TASK INSTRUCTIONS: Rewrite the lines from the first one up to and including the line containing "101], [586, 157]]", substituting "raspberries" for "blueberries" and leaving everything else unchanged.

[Stored items from a collection]
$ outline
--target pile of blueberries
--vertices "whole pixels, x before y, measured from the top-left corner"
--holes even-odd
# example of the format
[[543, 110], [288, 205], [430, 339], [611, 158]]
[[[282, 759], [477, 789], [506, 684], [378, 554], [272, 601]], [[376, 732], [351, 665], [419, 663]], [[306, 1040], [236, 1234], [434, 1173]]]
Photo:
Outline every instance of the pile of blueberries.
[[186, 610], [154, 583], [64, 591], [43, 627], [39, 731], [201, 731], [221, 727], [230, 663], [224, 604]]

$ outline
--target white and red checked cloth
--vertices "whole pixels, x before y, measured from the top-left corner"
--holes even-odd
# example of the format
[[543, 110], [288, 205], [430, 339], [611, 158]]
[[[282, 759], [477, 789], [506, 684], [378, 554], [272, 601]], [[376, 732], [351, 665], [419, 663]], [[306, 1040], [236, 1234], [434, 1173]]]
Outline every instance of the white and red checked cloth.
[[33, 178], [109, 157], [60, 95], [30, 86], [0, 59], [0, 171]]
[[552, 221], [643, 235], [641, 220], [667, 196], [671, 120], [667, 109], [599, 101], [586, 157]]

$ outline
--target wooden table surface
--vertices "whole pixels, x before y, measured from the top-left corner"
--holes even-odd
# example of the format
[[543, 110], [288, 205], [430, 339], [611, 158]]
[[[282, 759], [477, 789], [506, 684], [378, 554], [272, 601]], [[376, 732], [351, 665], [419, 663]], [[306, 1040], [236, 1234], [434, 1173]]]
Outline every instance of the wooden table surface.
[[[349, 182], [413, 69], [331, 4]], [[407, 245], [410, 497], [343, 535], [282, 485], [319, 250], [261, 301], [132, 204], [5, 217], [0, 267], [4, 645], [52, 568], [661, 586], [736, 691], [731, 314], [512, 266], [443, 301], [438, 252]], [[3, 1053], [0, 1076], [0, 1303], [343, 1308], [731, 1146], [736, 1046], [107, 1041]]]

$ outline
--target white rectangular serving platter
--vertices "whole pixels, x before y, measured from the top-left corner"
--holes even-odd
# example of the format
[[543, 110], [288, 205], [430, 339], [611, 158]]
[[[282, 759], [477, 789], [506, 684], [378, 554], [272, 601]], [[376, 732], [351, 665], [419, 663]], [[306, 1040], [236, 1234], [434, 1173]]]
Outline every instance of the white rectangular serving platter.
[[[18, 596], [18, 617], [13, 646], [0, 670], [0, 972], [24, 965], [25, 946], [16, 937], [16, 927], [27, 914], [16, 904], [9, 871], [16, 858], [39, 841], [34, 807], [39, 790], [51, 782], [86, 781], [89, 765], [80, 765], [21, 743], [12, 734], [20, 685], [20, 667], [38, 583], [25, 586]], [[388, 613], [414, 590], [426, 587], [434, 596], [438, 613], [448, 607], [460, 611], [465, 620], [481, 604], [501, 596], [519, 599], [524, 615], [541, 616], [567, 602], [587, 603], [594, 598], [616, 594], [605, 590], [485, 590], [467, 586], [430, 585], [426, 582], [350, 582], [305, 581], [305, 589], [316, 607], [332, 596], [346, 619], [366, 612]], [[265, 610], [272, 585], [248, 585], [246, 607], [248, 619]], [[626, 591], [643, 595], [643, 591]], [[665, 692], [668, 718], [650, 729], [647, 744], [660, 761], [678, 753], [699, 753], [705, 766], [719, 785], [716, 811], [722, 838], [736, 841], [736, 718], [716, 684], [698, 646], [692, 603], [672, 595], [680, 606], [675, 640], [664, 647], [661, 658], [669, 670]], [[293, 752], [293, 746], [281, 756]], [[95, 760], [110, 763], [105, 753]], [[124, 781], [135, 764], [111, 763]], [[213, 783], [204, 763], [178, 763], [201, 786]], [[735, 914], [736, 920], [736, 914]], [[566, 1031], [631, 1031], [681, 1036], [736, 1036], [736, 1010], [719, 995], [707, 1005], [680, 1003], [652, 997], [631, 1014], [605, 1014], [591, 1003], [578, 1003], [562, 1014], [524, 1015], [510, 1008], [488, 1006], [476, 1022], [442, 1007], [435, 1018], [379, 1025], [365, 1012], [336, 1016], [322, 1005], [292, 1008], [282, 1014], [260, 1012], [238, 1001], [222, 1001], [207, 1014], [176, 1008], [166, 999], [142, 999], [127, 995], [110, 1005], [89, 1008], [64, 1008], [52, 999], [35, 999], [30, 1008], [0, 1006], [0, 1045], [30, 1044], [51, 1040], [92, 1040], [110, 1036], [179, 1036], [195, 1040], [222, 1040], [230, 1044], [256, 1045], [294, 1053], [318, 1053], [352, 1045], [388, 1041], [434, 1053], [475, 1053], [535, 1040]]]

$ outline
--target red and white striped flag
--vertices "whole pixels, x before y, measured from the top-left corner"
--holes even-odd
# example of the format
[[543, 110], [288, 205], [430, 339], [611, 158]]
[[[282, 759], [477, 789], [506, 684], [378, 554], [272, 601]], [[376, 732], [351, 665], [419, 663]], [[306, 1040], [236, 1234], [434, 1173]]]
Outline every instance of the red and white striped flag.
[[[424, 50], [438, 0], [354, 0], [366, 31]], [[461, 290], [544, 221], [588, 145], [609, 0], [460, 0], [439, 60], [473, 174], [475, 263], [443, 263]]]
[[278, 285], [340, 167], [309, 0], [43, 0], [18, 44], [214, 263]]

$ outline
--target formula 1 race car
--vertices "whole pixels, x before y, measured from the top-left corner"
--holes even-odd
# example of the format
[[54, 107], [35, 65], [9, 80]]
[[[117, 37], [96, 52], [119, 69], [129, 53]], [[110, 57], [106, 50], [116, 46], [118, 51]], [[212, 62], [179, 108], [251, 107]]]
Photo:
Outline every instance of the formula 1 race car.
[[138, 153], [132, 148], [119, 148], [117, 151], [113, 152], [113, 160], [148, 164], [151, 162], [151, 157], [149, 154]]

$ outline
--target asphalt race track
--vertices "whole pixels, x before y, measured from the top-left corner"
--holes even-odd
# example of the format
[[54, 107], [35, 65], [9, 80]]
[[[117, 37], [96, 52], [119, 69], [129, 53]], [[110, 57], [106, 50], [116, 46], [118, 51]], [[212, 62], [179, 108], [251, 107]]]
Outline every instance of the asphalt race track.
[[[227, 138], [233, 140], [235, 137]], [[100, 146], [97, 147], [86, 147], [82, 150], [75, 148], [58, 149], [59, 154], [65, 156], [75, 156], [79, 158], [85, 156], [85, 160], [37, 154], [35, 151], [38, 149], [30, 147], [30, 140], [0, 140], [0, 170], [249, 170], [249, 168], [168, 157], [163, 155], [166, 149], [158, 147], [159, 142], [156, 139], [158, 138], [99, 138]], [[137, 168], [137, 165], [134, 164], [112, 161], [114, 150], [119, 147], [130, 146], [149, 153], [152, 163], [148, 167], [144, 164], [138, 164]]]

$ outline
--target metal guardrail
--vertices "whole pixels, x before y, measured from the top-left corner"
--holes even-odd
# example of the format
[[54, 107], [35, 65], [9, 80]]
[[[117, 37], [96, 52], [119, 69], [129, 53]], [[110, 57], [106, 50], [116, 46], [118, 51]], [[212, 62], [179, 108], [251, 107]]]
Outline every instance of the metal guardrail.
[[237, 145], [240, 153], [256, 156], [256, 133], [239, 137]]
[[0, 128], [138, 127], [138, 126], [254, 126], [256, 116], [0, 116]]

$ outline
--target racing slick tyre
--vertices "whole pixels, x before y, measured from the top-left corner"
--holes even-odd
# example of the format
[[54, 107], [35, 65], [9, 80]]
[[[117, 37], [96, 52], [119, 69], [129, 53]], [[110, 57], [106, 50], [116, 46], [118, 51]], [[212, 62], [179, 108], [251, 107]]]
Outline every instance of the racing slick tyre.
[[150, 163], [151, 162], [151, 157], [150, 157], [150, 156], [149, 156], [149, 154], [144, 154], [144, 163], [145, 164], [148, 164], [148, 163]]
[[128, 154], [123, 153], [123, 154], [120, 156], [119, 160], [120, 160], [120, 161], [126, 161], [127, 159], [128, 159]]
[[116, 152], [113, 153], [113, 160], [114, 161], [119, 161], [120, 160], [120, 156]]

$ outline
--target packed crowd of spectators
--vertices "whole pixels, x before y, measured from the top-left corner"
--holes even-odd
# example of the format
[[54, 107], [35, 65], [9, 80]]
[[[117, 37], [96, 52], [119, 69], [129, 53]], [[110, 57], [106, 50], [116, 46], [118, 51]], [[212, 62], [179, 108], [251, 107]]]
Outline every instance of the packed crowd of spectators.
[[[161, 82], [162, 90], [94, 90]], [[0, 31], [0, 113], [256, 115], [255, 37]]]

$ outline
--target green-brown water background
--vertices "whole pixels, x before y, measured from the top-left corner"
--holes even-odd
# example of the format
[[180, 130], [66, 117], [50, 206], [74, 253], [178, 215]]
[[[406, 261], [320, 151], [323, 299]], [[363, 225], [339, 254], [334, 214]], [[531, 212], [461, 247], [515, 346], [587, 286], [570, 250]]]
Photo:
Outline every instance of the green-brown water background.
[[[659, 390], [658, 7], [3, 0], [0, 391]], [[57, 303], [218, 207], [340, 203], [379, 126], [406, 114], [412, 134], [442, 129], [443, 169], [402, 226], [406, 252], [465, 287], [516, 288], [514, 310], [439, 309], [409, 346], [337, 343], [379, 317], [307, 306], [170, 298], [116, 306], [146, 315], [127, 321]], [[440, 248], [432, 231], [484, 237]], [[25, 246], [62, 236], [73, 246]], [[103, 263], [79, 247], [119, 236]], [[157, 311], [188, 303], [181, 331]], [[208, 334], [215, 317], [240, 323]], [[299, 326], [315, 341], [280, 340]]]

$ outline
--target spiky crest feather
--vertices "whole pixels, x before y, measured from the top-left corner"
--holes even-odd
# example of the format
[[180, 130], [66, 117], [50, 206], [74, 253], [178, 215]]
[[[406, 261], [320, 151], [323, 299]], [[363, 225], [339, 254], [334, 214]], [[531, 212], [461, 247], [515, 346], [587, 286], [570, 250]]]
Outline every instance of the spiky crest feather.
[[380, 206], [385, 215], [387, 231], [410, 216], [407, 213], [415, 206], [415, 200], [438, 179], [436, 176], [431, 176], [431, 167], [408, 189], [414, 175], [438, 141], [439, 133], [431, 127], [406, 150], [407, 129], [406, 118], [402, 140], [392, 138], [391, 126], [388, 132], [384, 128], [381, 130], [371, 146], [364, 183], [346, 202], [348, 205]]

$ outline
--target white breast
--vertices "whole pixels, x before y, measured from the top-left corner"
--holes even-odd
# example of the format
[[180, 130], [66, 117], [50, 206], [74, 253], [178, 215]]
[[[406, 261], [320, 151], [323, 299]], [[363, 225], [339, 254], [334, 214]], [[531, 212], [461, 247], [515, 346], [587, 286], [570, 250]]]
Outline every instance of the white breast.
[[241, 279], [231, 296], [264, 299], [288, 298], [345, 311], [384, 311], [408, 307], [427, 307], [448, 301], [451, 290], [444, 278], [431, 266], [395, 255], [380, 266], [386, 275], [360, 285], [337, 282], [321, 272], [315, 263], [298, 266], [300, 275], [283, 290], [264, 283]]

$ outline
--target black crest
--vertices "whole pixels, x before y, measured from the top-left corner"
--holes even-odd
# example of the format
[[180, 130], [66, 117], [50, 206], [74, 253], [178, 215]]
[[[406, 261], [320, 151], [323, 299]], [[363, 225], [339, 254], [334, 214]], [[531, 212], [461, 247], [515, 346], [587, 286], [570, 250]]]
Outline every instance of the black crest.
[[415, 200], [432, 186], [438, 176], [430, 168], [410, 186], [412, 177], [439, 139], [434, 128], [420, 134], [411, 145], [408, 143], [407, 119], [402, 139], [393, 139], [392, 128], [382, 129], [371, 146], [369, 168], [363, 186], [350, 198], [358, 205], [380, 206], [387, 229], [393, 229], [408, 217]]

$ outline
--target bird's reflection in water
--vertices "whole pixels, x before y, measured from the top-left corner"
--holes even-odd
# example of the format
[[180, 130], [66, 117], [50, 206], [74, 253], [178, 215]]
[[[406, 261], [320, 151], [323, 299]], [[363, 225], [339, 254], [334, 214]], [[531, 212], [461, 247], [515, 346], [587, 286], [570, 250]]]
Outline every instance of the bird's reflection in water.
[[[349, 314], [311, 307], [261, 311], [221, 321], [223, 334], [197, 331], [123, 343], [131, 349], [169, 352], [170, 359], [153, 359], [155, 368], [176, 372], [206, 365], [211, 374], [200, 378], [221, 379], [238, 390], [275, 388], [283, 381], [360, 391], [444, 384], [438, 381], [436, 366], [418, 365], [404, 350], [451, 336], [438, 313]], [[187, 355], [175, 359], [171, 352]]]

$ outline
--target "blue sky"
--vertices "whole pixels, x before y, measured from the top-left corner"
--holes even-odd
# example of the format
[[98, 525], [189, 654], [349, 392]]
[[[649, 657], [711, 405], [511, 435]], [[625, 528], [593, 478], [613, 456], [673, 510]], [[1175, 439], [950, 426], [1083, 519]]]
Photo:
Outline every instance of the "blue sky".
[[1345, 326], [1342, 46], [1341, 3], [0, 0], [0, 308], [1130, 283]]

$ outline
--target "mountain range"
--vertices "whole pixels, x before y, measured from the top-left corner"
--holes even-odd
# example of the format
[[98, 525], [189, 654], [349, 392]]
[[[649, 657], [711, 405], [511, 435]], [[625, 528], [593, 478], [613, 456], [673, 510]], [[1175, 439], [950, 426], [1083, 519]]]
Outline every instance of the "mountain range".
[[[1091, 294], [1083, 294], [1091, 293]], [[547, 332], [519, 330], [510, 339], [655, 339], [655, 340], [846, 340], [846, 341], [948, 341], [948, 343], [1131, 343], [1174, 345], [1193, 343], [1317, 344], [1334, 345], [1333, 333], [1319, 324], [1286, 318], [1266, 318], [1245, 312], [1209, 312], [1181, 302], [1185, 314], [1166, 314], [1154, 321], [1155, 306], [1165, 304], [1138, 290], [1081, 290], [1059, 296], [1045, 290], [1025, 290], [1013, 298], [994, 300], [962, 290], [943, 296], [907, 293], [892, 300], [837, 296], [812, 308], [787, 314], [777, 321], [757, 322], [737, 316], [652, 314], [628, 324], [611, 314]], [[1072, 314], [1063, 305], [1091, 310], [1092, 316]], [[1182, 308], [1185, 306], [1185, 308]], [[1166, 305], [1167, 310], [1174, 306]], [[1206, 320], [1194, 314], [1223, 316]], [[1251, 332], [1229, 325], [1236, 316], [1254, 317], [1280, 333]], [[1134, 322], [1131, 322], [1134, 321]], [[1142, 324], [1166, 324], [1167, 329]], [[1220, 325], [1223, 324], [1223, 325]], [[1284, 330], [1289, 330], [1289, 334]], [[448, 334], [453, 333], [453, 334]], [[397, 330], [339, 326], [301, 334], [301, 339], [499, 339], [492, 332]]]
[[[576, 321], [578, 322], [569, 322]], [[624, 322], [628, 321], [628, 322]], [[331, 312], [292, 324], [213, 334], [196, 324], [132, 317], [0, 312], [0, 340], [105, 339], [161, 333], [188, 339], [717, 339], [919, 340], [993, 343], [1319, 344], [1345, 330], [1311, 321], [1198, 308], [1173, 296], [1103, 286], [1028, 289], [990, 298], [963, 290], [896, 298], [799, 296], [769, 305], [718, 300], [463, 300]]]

FINISHED TASK:
$ outline
--target pile of raspberries
--vertices "whole pixels, x before y, measured from the top-left corner"
--holes even-odd
# example of the format
[[543, 110], [288, 205], [430, 339], [611, 158]]
[[[282, 759], [477, 789], [506, 684], [378, 554], [272, 601]], [[376, 732], [351, 665], [419, 663]], [[306, 1040], [236, 1234], [434, 1173]]]
Photo:
Outline every instance of the pile of raspberries.
[[186, 610], [154, 583], [64, 591], [43, 627], [39, 731], [201, 731], [221, 727], [230, 663], [224, 604]]

$ outline
--target white and red checked cloth
--vertices "whole pixels, x before y, measured from the top-left corner"
--holes even-odd
# example of the format
[[543, 110], [288, 205], [430, 339], [611, 158]]
[[[282, 759], [477, 789], [506, 684], [378, 554], [272, 601]], [[376, 732], [351, 665], [419, 663]], [[306, 1040], [236, 1234], [434, 1173]]]
Outline every instance of the white and red checked cloth.
[[33, 178], [109, 157], [60, 95], [30, 86], [0, 59], [0, 171]]
[[552, 221], [643, 235], [641, 220], [667, 196], [671, 120], [667, 109], [599, 101], [586, 157]]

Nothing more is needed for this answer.